WHAT THIS TASK INVOLVES >> Go through the entries below from the first line and transcribe each one exactly, ending with the line that contains "Target: boy's dark jacket".
______
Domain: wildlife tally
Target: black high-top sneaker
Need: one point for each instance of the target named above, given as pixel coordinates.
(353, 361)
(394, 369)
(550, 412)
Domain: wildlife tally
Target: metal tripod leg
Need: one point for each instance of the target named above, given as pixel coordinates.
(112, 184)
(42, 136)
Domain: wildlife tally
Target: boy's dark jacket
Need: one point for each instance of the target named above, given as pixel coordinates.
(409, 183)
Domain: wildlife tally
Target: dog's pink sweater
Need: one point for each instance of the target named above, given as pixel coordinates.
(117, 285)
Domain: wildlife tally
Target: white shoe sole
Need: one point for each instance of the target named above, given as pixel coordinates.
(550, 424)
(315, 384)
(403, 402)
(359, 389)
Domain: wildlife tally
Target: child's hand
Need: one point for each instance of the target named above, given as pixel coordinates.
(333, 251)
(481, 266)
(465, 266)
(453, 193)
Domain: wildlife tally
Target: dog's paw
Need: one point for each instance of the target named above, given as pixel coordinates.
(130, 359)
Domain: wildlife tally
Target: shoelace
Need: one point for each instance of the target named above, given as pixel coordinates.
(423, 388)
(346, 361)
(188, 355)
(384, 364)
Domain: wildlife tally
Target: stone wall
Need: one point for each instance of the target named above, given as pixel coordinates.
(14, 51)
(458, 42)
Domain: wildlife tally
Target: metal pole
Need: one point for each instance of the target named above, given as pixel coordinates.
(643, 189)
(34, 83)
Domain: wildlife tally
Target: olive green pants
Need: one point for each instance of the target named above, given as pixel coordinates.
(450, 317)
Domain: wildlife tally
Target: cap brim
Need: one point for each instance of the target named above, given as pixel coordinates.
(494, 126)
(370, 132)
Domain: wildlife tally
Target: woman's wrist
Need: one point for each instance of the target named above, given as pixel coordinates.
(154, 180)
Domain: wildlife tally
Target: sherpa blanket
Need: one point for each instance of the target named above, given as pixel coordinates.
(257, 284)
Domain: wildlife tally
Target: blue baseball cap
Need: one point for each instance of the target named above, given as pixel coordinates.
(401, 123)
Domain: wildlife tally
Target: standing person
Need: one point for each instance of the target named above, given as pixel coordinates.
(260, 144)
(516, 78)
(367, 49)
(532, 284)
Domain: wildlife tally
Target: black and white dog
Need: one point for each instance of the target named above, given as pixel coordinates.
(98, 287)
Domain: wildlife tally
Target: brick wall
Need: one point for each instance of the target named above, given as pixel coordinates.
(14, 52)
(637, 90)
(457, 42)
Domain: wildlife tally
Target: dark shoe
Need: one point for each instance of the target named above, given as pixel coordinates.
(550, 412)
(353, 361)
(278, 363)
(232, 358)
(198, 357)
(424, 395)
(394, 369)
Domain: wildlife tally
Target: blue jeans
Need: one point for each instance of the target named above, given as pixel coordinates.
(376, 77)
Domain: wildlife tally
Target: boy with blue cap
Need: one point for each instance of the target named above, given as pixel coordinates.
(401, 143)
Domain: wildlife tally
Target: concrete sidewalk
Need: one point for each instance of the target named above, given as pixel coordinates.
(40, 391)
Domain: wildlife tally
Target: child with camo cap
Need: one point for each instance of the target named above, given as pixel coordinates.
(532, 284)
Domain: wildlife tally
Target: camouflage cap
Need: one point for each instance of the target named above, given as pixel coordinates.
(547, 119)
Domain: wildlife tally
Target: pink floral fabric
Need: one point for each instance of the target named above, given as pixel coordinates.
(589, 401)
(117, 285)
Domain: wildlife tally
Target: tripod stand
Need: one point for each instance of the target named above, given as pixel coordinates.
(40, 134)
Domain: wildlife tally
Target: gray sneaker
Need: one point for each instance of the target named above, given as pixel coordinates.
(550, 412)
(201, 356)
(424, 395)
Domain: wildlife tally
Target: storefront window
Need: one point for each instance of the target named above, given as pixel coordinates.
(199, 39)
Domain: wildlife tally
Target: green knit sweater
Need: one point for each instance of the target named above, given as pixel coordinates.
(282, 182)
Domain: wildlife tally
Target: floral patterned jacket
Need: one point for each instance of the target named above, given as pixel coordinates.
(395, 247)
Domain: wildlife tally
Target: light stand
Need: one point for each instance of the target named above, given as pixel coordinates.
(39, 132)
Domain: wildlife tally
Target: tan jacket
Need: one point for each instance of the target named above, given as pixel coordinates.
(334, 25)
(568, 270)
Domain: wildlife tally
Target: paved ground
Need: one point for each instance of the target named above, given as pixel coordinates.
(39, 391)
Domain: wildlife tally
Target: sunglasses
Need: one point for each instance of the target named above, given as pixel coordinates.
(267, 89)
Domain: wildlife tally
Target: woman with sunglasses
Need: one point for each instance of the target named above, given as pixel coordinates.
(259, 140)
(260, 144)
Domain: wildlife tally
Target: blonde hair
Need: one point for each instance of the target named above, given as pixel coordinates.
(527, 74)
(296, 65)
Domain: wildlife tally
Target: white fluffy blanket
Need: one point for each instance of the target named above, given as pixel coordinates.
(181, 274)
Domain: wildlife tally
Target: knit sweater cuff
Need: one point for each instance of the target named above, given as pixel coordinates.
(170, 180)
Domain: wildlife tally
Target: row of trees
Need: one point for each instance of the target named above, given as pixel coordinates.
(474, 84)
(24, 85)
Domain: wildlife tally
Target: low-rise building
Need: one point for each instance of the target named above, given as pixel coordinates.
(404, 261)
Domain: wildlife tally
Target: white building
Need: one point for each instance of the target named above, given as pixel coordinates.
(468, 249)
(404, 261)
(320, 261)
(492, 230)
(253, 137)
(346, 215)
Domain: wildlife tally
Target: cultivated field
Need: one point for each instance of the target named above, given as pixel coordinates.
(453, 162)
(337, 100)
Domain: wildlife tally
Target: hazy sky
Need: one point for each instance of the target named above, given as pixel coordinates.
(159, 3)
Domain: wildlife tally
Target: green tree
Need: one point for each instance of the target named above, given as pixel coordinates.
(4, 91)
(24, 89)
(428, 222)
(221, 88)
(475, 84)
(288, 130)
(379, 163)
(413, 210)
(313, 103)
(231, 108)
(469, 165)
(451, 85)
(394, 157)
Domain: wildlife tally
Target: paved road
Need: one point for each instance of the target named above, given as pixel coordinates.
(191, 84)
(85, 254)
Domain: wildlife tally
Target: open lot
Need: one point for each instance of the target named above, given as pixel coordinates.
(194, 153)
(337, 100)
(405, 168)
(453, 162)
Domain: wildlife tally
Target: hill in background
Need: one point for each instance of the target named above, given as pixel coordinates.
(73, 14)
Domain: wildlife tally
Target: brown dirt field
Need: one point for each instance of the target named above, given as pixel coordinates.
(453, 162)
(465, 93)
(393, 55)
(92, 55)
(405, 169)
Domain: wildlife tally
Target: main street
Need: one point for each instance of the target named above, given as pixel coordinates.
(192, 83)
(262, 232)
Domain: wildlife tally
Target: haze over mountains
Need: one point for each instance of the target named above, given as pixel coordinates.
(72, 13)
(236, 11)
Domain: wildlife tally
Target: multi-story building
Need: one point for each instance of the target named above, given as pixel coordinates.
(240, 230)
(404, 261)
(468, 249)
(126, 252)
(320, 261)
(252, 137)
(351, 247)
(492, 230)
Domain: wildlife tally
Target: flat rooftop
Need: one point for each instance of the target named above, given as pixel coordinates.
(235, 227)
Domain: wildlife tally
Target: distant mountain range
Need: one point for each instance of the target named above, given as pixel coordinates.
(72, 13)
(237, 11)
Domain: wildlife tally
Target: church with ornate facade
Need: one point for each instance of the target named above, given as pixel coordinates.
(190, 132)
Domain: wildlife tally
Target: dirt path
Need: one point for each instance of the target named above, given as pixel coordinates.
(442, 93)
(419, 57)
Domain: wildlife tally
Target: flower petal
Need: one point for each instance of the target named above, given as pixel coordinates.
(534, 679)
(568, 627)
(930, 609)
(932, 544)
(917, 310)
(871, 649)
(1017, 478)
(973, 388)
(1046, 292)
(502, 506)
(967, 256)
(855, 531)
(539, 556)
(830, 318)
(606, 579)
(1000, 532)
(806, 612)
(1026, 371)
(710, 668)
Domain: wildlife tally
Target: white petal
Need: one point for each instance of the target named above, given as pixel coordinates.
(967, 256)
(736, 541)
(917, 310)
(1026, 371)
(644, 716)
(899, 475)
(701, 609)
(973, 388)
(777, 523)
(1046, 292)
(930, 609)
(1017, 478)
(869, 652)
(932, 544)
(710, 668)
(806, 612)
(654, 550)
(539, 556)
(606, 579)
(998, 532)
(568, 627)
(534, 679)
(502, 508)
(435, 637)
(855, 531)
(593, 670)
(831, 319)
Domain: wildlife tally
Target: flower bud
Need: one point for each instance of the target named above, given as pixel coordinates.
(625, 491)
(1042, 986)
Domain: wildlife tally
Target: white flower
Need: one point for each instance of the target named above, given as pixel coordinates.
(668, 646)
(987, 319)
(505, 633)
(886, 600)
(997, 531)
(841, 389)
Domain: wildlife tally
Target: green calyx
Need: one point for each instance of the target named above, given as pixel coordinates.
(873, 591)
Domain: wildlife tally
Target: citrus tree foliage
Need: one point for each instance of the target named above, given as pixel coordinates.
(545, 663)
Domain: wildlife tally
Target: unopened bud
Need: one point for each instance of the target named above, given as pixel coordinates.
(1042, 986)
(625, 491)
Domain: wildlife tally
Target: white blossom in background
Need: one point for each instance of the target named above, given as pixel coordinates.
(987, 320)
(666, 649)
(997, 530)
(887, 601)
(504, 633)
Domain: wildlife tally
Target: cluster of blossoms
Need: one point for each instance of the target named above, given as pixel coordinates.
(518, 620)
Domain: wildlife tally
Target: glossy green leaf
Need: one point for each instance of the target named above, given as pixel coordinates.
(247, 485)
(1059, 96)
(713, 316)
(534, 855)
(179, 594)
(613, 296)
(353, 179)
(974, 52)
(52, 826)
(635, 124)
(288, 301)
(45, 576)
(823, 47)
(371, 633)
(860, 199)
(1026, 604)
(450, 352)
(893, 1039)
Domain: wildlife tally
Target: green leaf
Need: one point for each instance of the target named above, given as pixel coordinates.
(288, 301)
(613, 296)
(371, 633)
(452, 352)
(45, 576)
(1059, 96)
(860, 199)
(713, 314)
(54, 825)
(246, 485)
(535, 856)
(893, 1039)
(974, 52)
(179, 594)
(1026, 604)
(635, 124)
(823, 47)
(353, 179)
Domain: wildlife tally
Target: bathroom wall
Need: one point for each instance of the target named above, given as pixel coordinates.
______
RESULT FOR THIS TASK >>
Domain: wildlife tally
Target: black high-top sneaker
Need: one point for each instance of the target named above, given as pixel coordinates.
(353, 361)
(394, 369)
(550, 412)
Domain: wildlife tally
Target: metal tripod leg
Need: one point for each instance of the target named above, given as pixel coordinates.
(112, 184)
(42, 136)
Domain: wildlife tally
Target: boy's dark jacket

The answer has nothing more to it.